* _Annotation dataset entries_
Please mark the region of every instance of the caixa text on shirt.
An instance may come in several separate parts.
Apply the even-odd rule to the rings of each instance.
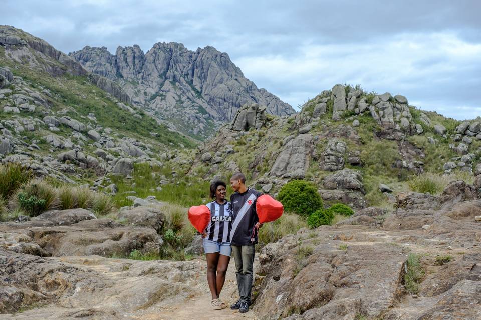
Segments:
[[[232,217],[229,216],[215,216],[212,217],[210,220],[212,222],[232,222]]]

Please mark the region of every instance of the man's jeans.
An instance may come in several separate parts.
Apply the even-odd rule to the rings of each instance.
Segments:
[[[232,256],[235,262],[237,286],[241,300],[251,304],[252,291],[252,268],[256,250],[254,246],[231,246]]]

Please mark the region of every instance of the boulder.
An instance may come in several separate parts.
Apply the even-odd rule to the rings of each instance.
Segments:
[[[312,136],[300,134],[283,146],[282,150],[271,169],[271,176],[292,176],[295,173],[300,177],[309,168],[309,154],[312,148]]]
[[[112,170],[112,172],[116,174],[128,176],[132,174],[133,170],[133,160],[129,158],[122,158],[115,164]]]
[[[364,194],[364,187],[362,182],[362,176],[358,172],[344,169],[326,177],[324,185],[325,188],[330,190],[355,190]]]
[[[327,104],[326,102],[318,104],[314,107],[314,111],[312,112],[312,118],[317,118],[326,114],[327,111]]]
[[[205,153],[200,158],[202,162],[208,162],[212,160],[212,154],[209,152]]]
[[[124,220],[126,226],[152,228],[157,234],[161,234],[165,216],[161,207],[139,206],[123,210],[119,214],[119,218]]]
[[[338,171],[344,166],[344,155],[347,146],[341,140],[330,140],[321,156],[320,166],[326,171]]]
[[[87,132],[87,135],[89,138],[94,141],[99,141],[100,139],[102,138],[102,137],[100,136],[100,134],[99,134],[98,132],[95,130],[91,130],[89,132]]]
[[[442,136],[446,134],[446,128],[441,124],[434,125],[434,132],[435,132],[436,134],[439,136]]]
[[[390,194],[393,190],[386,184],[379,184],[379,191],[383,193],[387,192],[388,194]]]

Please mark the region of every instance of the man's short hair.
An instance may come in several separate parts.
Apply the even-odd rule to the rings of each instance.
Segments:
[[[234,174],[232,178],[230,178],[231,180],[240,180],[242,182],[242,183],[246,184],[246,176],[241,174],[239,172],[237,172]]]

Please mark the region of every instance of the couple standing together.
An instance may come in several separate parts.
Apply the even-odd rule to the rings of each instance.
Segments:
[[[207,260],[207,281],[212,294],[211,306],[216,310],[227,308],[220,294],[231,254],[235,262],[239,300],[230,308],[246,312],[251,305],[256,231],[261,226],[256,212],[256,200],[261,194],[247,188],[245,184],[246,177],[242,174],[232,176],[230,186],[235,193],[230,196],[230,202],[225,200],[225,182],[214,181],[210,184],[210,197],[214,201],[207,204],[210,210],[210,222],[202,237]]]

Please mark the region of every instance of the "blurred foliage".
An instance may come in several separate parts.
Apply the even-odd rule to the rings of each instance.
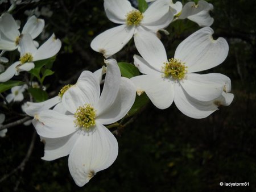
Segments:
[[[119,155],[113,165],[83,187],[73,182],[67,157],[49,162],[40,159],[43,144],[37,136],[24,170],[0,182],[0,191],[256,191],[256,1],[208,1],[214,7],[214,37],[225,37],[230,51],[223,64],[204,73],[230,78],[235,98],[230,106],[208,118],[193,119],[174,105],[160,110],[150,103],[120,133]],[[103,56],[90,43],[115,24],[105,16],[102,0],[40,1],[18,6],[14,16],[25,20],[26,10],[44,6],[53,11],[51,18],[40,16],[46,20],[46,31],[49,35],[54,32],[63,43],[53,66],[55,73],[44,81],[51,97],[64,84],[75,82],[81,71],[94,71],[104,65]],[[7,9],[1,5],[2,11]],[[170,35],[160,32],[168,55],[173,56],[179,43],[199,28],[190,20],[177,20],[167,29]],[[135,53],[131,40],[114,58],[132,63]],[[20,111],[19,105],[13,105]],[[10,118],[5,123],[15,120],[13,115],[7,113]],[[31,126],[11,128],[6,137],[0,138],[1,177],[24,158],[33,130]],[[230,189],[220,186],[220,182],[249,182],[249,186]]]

--

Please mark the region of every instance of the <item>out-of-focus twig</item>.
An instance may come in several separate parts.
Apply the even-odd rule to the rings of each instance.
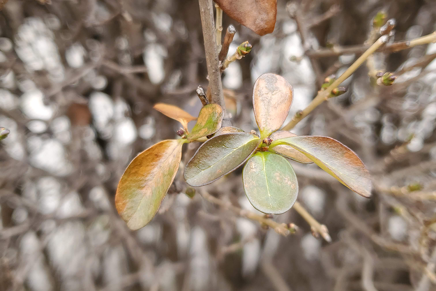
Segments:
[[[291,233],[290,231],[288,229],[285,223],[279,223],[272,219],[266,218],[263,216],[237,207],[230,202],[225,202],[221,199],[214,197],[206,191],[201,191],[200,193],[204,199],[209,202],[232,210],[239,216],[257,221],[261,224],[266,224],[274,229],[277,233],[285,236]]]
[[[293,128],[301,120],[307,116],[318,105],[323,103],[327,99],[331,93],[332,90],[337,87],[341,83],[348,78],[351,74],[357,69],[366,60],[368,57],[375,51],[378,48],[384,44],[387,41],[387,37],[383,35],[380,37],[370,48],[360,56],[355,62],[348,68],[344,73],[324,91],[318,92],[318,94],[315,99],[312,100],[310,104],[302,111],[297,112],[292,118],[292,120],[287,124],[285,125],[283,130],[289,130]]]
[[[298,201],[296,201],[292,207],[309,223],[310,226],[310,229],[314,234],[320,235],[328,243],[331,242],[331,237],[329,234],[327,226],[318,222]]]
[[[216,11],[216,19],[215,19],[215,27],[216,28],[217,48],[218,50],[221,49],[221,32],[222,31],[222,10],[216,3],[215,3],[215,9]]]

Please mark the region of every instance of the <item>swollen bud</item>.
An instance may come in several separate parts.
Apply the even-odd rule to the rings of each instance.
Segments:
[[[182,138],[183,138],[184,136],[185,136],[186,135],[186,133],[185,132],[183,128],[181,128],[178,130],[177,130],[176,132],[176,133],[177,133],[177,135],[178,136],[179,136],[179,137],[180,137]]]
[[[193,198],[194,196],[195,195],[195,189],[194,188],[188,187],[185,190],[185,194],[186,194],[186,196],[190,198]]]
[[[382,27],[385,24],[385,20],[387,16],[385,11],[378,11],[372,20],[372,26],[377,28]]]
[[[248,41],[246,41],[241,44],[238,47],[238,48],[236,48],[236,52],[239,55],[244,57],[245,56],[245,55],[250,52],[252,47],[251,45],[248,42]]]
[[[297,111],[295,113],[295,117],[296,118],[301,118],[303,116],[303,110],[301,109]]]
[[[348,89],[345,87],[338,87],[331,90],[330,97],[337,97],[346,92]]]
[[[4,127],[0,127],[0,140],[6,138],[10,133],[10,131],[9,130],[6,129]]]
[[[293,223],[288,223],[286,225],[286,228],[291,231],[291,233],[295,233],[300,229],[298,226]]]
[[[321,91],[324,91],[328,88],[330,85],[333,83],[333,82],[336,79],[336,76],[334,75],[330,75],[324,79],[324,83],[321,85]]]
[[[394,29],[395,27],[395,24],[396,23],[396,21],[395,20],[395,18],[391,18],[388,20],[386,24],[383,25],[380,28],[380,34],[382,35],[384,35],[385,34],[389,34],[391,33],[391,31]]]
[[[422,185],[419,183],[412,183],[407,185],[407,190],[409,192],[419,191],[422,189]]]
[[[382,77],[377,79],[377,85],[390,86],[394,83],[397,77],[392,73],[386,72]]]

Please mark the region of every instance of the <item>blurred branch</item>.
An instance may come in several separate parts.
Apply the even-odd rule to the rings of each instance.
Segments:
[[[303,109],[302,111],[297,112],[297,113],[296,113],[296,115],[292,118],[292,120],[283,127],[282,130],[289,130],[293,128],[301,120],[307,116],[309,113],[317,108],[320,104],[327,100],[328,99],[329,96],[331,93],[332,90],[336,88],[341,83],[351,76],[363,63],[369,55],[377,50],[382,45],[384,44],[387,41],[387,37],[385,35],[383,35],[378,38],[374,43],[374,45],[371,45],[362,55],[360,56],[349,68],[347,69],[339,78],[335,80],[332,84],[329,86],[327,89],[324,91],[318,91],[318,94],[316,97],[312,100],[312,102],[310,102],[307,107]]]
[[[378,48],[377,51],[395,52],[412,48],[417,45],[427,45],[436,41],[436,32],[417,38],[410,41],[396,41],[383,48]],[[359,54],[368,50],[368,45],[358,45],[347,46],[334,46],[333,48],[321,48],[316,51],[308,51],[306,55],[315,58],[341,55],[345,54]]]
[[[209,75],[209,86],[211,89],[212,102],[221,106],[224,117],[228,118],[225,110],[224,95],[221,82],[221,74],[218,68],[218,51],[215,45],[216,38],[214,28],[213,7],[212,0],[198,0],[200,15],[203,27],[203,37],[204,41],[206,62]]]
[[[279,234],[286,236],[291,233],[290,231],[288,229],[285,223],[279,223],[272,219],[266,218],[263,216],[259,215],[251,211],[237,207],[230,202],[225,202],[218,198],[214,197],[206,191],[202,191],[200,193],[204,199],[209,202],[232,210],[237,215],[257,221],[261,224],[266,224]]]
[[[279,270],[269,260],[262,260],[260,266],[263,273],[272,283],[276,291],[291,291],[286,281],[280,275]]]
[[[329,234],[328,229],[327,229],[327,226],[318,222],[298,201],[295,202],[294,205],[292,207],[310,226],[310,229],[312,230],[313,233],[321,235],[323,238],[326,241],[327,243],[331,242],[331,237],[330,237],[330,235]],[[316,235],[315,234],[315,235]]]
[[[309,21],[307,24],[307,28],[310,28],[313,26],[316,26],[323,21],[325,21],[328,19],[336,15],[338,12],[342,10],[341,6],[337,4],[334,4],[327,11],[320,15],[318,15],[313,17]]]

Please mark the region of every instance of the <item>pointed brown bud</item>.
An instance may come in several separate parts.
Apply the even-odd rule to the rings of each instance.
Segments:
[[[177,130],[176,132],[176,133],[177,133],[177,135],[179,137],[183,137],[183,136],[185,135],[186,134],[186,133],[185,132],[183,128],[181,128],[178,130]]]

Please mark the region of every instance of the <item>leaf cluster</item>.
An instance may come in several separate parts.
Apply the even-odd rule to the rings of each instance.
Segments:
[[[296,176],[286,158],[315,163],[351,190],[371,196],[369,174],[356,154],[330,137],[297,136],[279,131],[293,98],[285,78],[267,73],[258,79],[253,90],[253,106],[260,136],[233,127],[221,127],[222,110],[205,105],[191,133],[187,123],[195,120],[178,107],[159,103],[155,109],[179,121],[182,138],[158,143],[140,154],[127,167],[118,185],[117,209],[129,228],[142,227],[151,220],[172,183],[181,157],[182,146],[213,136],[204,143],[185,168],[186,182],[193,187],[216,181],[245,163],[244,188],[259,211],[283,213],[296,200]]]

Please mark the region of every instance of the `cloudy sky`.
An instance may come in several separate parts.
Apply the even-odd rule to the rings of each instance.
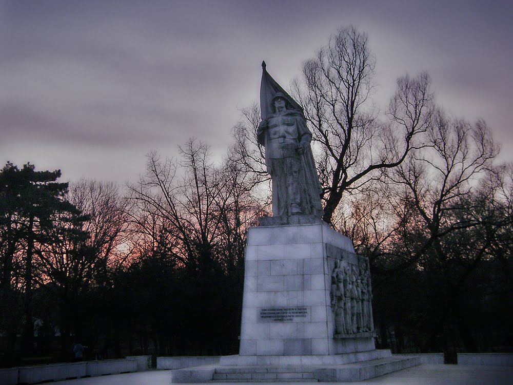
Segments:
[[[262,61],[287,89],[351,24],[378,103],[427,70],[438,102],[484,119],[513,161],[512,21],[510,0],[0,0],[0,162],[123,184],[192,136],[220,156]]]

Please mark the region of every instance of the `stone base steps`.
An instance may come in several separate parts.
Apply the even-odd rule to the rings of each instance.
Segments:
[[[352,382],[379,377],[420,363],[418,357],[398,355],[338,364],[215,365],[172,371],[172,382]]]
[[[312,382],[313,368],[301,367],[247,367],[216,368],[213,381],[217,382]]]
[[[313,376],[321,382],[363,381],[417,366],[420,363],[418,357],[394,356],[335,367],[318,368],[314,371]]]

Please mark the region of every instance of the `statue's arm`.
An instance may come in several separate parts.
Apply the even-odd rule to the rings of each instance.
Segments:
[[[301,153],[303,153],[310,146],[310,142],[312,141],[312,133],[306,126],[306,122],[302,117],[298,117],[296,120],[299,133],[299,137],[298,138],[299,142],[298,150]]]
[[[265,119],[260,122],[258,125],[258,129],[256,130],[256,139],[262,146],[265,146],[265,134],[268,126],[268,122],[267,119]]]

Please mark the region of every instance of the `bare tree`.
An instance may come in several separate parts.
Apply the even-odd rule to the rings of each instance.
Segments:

* _Task objective_
Which lines in the material above contain the string "item", with case counting? Pick out each such line and copy it in full.

* _Final result_
Please mark the region of every instance of the <item>out-of-focus twig</item>.
Please mark the region of every instance of the <item>swollen bud</item>.
Please mark the region of every instance of the <item>blurred branch</item>.
Please mark the region of every instance of the <item>pointed brown bud</item>.
Please mark the region of every instance of the <item>leaf cluster</item>.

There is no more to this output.